- _Ausgewählter Auszug_

Wanderausstellung über Sinti und Roma in der NS-Zeit

Aus Sicht der Opfer

Die Wanderausstellung über den »nationalsozialistischen Völkermord an den Sinti und Roma« ist in Berlin angekommen. Die Kontinuität des Antiziganismus in Deutschland wird nicht thematisiert.

Wir sind wie die Juden verfolgt worden.« So lautet die zentrale Aussage der Wanderausstellung »Der nationalsozialistische Völkermord an den Sinti und Roma« des Dokumentations- und Kulturzentrums Deutscher Sinti und Roma. Die Ausstellung, die derzeit in der Berliner Staatsbibliothek gezeigt wird, dokumentiert die Verfolgungsgeschichte von Sinti und Roma im Nationalsozialismus. Sinti und Roma waren im NS von Anfang an aus rassistischen Motiven diskriminiert und entrechtet worden. Dies zu verdeutlichen, ist eines der Hauptanliegen der Ausstellungsmacher.

- _Bereitgestelltes Material_
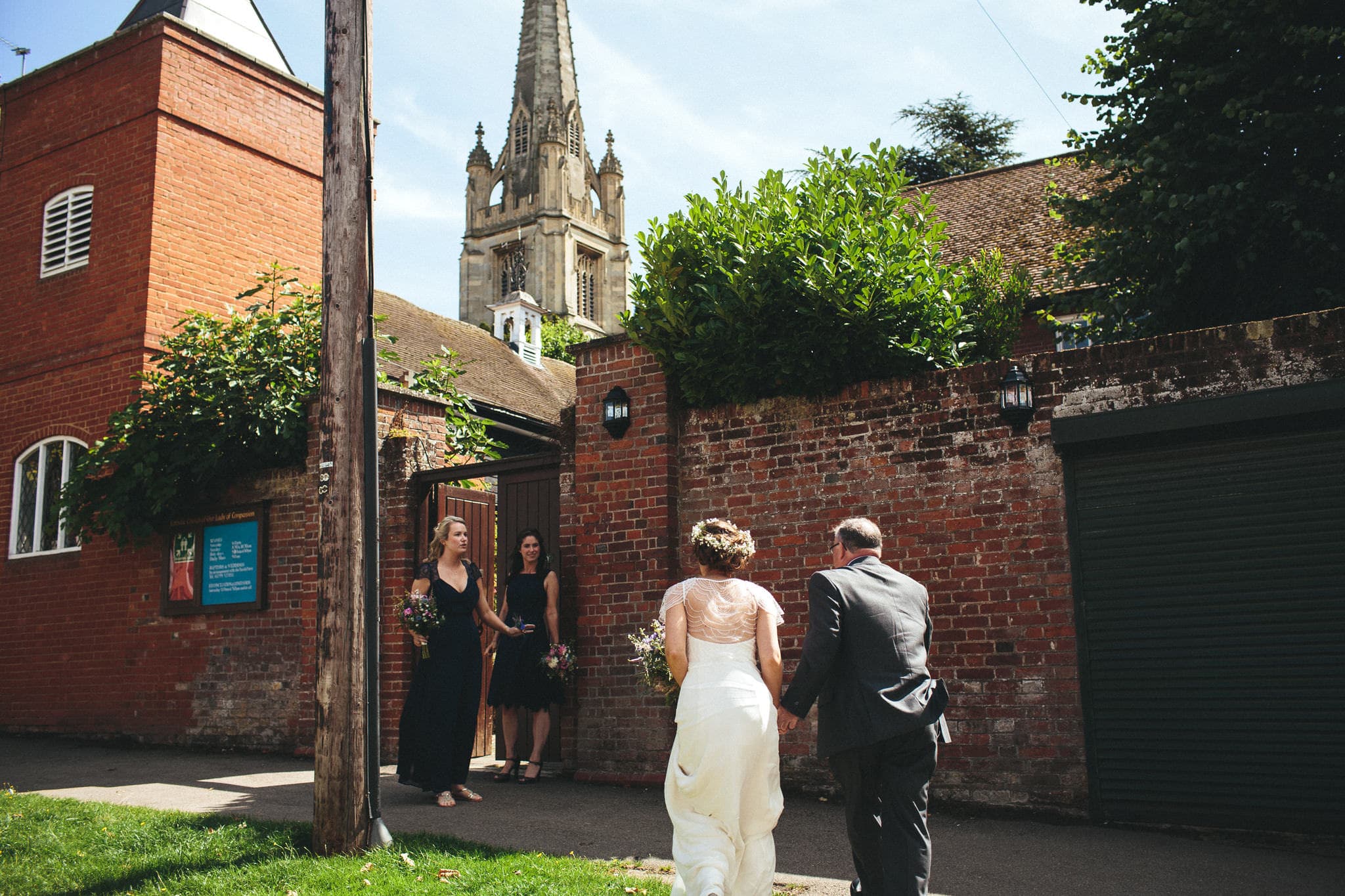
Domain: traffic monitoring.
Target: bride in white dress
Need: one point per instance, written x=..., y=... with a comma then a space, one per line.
x=722, y=786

- _Zu erledigende Aufgaben_
1 - Übertrage den folgenden Satz aus dem Text über die Wanderausstellung ins Englische: „Die Ausstellung, die derzeit in der Berliner Staatsbibliothek gezeigt wird, dokumentiert die Verfolgungsgeschichte von Sinti und Roma im Nationalsozialismus.“
2 - Beantworte anhand des Textes über die Wanderausstellung die folgenden Fragen:
(a) Welches Thema wird in der Ausstellung laut Text nicht behandelt?
(b) Von welcher Einrichtung stammt die Wanderausstellung?
(c) An welchem Ort wird die Ausstellung derzeit gezeigt?
3 - Setze den Text über die Wanderausstellung nach seinem letzten Satz mit einem weiteren Absatz fort.
Die Zeilen haben mit dem Text über die Wanderausstellung nichts zu tun.

- _Ergebnisse der Aufgaben_
1 - The exhibition, which is currently on display at the Berlin State Library, documents the history of the persecution of the Sinti and Roma under National Socialism.

2 -
(a) Die Kontinuität des Antiziganismus in Deutschland.
(b) Vom Dokumentations- und Kulturzentrum Deutscher Sinti und Roma.
(c) In der Berliner Staatsbibliothek.

3 -
Bereits 1935 waren die Nürnberger Gesetze analog auf Sinti und Roma übertragen worden. Die Kommentatoren des so genannten Gesetzes zum Schutze des deutschen Blutes und der deutschen Ehre, Hans Globke und Wilhelm Stuckart, begründeten dies damit, dass neben den Juden und den »Negern und ihren Bastarden« auch die »Zigeuner« zu den »Trägern nichtdeutschen oder artverwandten Blutes« gehörten. Am 8. Dezember 1938 gab dann Heinrich Himmler öffentlich die »endgültige Lösung der Zigeunerfrage« - »aus dem Wesen dieser Rasse heraus« - bekannt.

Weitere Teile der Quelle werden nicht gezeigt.